[Stored data entries]
+--

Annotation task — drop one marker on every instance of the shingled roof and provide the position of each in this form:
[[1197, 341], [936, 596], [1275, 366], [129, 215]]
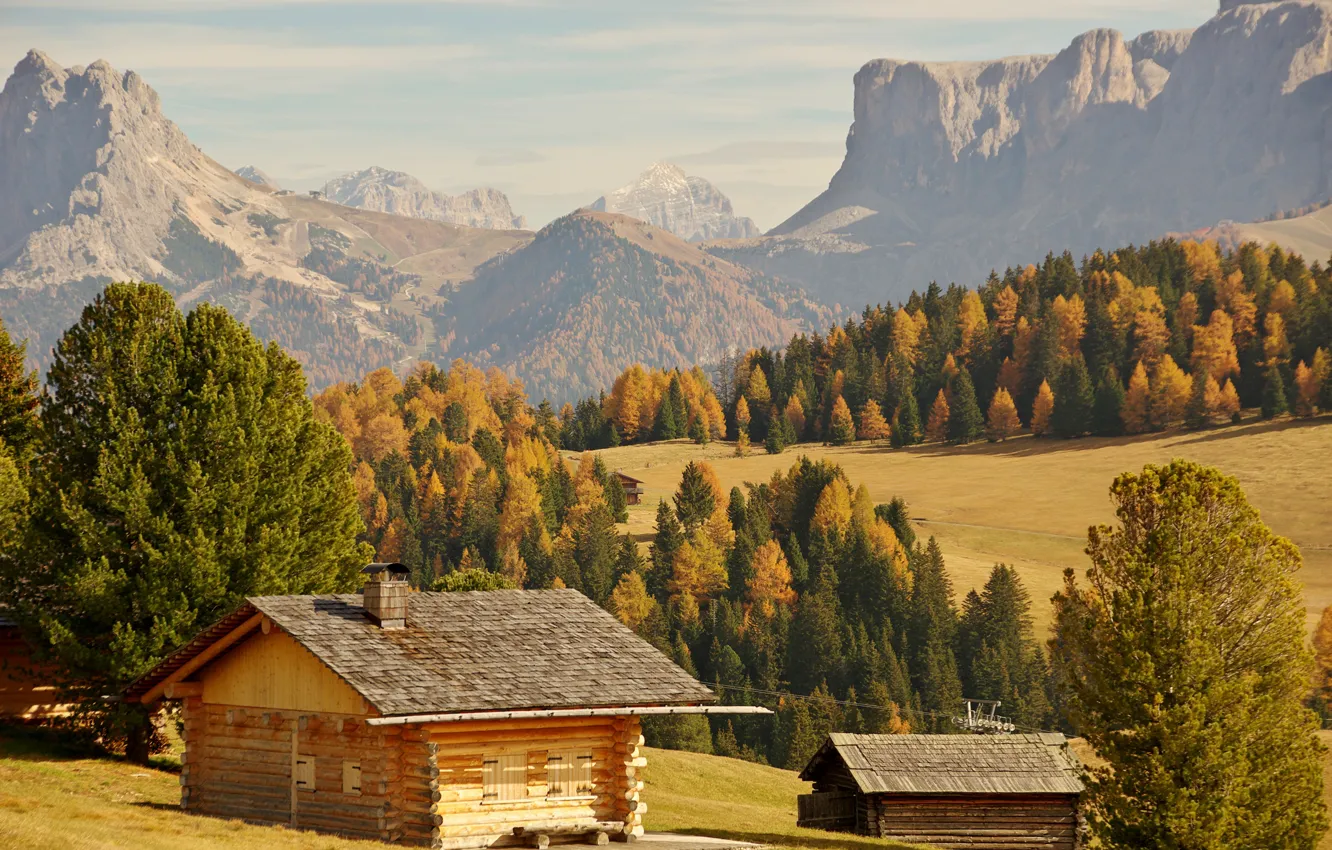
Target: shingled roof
[[1027, 764], [474, 652]]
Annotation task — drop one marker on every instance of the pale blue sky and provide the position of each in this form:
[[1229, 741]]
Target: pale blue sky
[[554, 101]]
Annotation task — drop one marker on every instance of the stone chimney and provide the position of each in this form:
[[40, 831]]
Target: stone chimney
[[386, 590]]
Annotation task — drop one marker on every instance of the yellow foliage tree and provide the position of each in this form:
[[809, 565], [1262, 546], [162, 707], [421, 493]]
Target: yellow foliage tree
[[1138, 403], [833, 509], [937, 426], [873, 425], [1042, 409], [771, 580], [1306, 391], [1214, 347], [630, 601], [1071, 319], [1002, 421], [1171, 388], [699, 569]]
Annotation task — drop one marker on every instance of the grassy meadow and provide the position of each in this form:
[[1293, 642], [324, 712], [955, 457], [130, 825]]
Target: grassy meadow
[[59, 798], [1028, 502]]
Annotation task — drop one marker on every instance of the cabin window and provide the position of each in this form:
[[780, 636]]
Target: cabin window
[[305, 773], [504, 778], [569, 773], [352, 778]]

+--

WORK ITEM :: In the records above, how many lines contain the string "provide"? Only that number should be written.

EXERCISE RESULT :: 6